Task instructions: Reproduce the listing below, replacing every occurrence of "innermost point" with "central point" and leaving everything else unchanged.

--- Material provided ---

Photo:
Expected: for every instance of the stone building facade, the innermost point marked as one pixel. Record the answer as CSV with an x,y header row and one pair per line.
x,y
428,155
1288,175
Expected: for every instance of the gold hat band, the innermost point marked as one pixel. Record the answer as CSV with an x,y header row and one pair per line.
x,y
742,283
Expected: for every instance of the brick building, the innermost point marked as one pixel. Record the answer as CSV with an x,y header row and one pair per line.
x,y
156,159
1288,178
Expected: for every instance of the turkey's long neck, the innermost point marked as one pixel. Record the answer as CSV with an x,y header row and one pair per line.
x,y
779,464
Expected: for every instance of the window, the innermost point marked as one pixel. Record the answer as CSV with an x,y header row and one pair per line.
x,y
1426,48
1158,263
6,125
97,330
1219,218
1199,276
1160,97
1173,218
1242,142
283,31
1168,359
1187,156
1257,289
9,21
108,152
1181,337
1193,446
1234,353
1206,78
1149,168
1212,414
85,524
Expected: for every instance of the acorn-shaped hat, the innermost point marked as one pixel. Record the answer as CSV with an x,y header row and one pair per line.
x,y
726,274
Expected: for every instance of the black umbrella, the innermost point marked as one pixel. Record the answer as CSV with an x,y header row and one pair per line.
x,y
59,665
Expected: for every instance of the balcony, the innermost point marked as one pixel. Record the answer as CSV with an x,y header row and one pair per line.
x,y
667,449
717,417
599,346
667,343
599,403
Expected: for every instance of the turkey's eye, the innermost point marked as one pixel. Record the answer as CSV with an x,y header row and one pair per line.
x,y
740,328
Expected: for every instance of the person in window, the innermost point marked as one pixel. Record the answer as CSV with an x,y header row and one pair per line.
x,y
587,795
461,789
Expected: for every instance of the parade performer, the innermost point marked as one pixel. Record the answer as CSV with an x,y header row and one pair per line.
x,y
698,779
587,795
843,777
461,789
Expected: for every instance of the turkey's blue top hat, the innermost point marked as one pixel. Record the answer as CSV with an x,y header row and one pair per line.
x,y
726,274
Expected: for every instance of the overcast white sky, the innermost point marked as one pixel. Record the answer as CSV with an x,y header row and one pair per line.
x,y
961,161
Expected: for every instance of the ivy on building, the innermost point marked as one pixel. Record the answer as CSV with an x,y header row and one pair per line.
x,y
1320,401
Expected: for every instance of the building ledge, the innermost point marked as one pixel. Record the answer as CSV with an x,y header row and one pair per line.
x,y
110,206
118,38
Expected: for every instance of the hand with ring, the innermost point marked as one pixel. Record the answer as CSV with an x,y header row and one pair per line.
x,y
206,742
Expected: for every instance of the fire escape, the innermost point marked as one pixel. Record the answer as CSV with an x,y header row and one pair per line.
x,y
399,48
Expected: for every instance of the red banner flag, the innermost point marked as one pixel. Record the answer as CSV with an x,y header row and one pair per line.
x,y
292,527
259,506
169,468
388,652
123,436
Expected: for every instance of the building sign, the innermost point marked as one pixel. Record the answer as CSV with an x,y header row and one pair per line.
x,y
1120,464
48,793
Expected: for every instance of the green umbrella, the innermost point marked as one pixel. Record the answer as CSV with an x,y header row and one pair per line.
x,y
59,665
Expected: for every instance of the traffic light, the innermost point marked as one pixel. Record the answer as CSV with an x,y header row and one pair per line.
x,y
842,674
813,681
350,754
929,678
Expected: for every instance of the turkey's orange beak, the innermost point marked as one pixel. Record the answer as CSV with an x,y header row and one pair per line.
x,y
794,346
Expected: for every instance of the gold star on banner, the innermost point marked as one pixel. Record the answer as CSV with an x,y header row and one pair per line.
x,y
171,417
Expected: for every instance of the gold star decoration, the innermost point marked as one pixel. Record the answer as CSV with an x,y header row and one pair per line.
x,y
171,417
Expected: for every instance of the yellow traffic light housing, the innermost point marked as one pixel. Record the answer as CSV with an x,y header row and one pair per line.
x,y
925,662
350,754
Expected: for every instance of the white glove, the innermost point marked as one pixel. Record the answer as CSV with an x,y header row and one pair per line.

---

Written response:
Photo:
Expected: for every instance of the stone building facade, the central point marked as one pixel. Record the answer as CSV with an x,y header row and one pair per line.
x,y
428,155
1288,175
Expected: for every instance of the gold hat band, the central point marked as one pixel. Record the answer as CSV with an x,y header row and one pair per line.
x,y
742,283
Expected: for every instance of the brick building, the central point marked as one pixel. Record the answer as CSV with an x,y header row and one pair per line.
x,y
156,159
1288,178
Expected: for every instance of the turkey's long neck, the central point marked as one pixel. Record the answer as CSV with an x,y header row and one pair per line.
x,y
779,464
Expected: for every instance of the window, the central point marked as one pixel. Record the answer as CSV with an x,y header row and one pair per line.
x,y
1426,48
1158,263
6,125
97,330
1219,218
1199,276
1160,97
1173,218
1242,142
283,31
1168,359
1187,156
1257,289
9,21
108,152
1181,337
1193,446
1234,353
1206,78
1149,168
1212,414
85,524
Expected: for every instance of the acorn-shaped hat, the central point marked as one pixel. Record the answer as CSV with an x,y header row and one pair per line.
x,y
726,274
Expected: for every instance of the black umbrella, the central point marked as one pixel. Record the answer as CSV with an x,y header row and one pair per line.
x,y
59,665
Expected: for every instance of the balcony, the central point marked as one pixel. Record the answer as CSV with an x,y header row and one pair per line.
x,y
667,449
717,417
599,346
667,343
599,403
Expected: for every instance of the turkey's eye, the central point marked as one pixel. Record the answer as CSV with an x,y header row and one pair per line.
x,y
740,328
Expected: for every instance of the person in window, the central point marked as one pixel. Record the answer as CSV with an x,y header row and one pair per line.
x,y
587,795
461,789
Expected: for every instance of the parade performer, the central point marked as one pixel. Record the answer as CSV with an x,y header row and one pair per line.
x,y
698,779
587,795
843,777
461,789
Expected: for every instance of the turkey's blue top hat, the central point marked as one pixel. Record the answer as CSV with an x,y header row and one pair per line.
x,y
726,274
Expected: for every instance of the overcast white sky, the central point marked as one pixel. Record the answer as CSV with an x,y header row and one pair per line.
x,y
961,161
Expected: for every instance of the ivy on building, the central point marked as one pixel. Record the answer as CSV with an x,y header row and one pair per line.
x,y
1320,401
Expected: for every instance of the building ledge, the central point marked as one pixel. Record the answer as CSV with an x,y header row and one pair per line.
x,y
110,206
118,38
Expected: for every instance of the hand with ring, the central point marked as one pixel. Record the answer as CSV with an x,y header row and one pair per line.
x,y
206,742
Expected: for every instance of the fire escape, the central point marked as one pixel. Record the answer as CSV with an x,y header row and one pair per line.
x,y
399,48
Expected: for every instance of the red banner flag, the central point marked as one pixel. Record the answer as CSV with an x,y header row and one pair per line.
x,y
292,527
259,506
169,468
388,652
123,436
Expected: for every instance of the building sign, the central point marked as one pixel. Record the answer as CSV with an x,y header row and one pair per line.
x,y
1120,464
48,793
Expected: for every instance of the green umbrella, the central point marked as one pixel. Record the answer as CSV with an x,y header row and one pair per line.
x,y
59,665
Expected: for every instance of the traffic light, the central point marked as one pixel. Record the answer as CSV with an x,y header row and one pair per line.
x,y
842,674
813,681
350,754
929,678
Expected: for every instance of the turkey's orange beak, the central point marked as one pixel. Record the answer as CSV with an x,y header row and one pair per line.
x,y
794,346
Expected: for every instance of the gold star on banner, the central point marked as one pixel. Record the answer as CSV with an x,y header row and one pair per line.
x,y
171,417
Expected: for every instance of the gold star decoration, the central point marked as one pixel. Record the answer as CSV with an x,y header row and one pair per line.
x,y
171,417
Expected: for every instance of the yellow traffic light housing, the central point marked as one pixel. Record the answer as CSV with an x,y header row and one pair per line.
x,y
925,662
350,754
Expected: for every instance of the white glove, the central point marked as one pixel. Record the answer as CSV with an x,y header row and one pair per line.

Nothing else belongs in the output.